Extract to read -

———

Actually we need more funding for police. 

Charles Glasser wrote a book titled choice theory. Everything we do in life is a choice. Each day we move in a direction based on our choices. If you review each of the black / police incidents the offender made a choice to break the law hence triggering the police being called. These are the results of their own bad choices.

Protesters make the choice to burn, damage and steal. At some point the majority of the population is going to make a choice to say that's enough. We out number you and you are finished behaving in his manor regardless of our LE not stepping up and stopping you.


----------



## Trump (Aug 24, 2020)

Garbage guns are stupid



lfod14 said:


> Responsible people with guns aren't an issue. MILLIONS of people walking around with guns and nothing happens. Don't be a political puppet.


----------



## German89 (Aug 24, 2020)

mugzy said:


> Actually we need more funding for police.
> 
> Charles Glasser wrote a book titled choice theory. Everything we do in life is a choice. Each day we move in a direction based on our choices. If you review each of the black / police incidents the offender made a choice to break the law hence triggering the police being called. These are the results of their own bad choices.
> 
> Protesters make the choice to burn, damage and steal. At some point the majority of the population is going to make a choice to say that's enough. We out number you and you are finished behaving in his manor regardless of our LE not stepping up and stopping you.



No, I know they need more funding!  They don't get paid enough to do what they do. 

The whole, race war/defund police agenda is here.

Why are normal people even entertaining this?  Why will this cause a national uproar but, the life of Cannon Hinnant's was pretty much dismissed by MSM? 

Anyways.  What's the purpose of this thread?


----------



## Bobbyloads (Aug 24, 2020)

This is me right now holding back from getting political.


----------



## DOOM (Aug 24, 2020)

Trump said:


> Garbage guns are stupid


I know you get off on me agreeing with you! :32 (18):
I thought we were supposed to be enemies?

———

Contour annotation records:
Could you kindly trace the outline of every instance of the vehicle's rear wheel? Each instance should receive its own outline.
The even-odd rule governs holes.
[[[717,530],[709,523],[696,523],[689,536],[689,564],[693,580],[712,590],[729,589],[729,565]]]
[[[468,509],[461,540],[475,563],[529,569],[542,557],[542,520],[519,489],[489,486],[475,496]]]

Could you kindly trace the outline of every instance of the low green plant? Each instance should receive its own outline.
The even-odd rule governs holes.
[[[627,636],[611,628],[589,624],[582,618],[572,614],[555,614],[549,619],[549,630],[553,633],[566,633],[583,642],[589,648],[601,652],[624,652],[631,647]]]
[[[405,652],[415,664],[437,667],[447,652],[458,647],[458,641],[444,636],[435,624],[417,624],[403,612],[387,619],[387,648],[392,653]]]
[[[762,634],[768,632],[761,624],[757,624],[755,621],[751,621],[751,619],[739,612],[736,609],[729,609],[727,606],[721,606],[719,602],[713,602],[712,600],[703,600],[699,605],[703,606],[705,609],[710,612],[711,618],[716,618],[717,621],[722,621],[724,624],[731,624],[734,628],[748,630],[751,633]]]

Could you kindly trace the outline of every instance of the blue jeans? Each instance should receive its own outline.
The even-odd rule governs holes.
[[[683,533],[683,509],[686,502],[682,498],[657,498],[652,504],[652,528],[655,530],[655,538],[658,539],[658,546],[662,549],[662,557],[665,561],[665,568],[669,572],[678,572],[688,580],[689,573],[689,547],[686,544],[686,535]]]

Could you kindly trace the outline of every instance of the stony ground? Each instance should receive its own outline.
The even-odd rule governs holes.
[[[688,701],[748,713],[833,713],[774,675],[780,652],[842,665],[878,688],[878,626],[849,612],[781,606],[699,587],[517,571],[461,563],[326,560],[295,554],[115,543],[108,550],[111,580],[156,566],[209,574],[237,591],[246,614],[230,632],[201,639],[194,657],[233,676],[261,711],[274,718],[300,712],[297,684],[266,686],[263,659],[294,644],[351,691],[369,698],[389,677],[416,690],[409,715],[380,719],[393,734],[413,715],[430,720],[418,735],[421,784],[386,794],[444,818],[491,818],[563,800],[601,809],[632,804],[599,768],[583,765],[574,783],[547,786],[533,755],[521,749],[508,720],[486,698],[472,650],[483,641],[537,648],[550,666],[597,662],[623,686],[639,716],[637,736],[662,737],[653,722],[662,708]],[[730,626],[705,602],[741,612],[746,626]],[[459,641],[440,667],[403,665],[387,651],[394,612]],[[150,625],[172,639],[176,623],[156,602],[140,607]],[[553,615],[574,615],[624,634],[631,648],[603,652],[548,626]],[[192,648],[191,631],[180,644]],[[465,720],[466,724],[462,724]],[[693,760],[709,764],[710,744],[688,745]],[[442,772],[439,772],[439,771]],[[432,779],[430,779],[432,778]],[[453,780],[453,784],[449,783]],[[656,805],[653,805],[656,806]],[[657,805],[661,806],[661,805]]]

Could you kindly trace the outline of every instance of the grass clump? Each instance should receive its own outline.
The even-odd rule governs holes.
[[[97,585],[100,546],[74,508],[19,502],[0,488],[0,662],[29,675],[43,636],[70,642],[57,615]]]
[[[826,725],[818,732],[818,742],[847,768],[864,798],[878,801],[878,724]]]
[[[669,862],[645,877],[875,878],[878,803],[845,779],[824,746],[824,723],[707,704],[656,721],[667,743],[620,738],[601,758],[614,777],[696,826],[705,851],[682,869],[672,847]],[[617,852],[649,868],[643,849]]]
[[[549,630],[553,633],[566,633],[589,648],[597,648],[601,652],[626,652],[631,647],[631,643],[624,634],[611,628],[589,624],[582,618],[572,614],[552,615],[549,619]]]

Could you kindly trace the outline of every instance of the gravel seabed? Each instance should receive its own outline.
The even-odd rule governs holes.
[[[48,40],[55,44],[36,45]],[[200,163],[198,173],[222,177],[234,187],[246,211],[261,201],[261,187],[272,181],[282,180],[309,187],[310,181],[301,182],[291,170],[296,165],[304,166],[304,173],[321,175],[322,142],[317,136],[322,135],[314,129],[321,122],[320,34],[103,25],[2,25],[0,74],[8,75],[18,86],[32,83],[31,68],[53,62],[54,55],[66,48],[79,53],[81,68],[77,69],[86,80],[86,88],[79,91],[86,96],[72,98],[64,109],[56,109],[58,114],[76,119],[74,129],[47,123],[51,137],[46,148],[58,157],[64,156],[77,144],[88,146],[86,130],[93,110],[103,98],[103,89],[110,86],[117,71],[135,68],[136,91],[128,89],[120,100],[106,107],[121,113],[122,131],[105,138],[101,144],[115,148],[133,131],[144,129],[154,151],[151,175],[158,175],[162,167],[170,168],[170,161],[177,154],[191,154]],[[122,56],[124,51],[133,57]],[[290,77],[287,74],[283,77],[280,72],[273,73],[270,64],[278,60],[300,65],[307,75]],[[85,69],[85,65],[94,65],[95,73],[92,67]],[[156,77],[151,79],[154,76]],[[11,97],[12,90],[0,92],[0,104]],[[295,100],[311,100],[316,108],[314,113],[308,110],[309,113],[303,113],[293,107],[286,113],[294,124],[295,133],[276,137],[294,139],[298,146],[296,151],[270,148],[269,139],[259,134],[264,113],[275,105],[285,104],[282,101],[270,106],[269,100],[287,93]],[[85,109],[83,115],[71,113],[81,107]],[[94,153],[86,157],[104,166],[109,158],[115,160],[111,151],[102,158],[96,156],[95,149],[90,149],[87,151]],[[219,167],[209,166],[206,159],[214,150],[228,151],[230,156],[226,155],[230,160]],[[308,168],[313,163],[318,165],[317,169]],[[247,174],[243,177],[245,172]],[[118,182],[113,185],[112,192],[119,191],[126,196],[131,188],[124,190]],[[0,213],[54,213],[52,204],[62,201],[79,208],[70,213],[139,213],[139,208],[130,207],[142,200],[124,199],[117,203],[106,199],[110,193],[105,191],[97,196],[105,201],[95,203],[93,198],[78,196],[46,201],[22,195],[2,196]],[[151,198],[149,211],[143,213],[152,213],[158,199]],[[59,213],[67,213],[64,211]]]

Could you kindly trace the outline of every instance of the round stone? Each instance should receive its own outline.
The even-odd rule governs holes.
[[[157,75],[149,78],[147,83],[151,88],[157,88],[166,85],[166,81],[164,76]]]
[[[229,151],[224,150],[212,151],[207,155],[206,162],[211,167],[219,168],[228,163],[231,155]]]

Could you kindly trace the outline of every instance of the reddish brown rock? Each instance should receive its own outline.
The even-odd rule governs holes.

———

Short problem A -
Lay out the records from the line with "rock? Each instance should receive its own outline." through the end of the records as a numbered list, leaving out blank lines.
Short problem B -
Proceed with the forum thread about police funding and protests, picking up after its last post.

Final answer A -
1. Could you kindly trace the outline of every instance of the reddish brown rock? Each instance should receive its own outline.
2. The even-odd rule governs holes.

Final answer B -
----------



## CJ (Aug 24, 2020)

Bobbyloads said:


> This is me right now holding back from getting political.



:32 (20)::32 (20)::32 (20):


----------



## Bobbyloads (Aug 24, 2020)

German89 said:


> No, I know they need more funding!  They don't get paid enough to do what they do.
> 
> The whole, race war/defund police agenda is here.
> 
> ...



Purpose is to let people know what just happened. Where you guys take this conversation has nothing to do with me I was shocked that this happened again so quickly in a time where this should of not happened.


----------



## German89 (Aug 24, 2020)

Bobbyloads said:


> Purpose is to let people know what just happened. Where you guys take this conversation has nothing to do with me I was shocked that this happened again so quickly in a time where this should of not happened.



NO one really cares about the scum bags life.  I sure as Fuk didn't.. Perhaps he should've wore a mask.  Maybe then his life would've turned out better.


----------



## Bobbyloads (Aug 24, 2020)

German89 said:


> NO one really cares about the scum bags life.  I sure as Fuk didn't.. Perhaps he should've wore a mask.  Maybe then his life would've turned out better.


----------



## lfod14 (Aug 24, 2020)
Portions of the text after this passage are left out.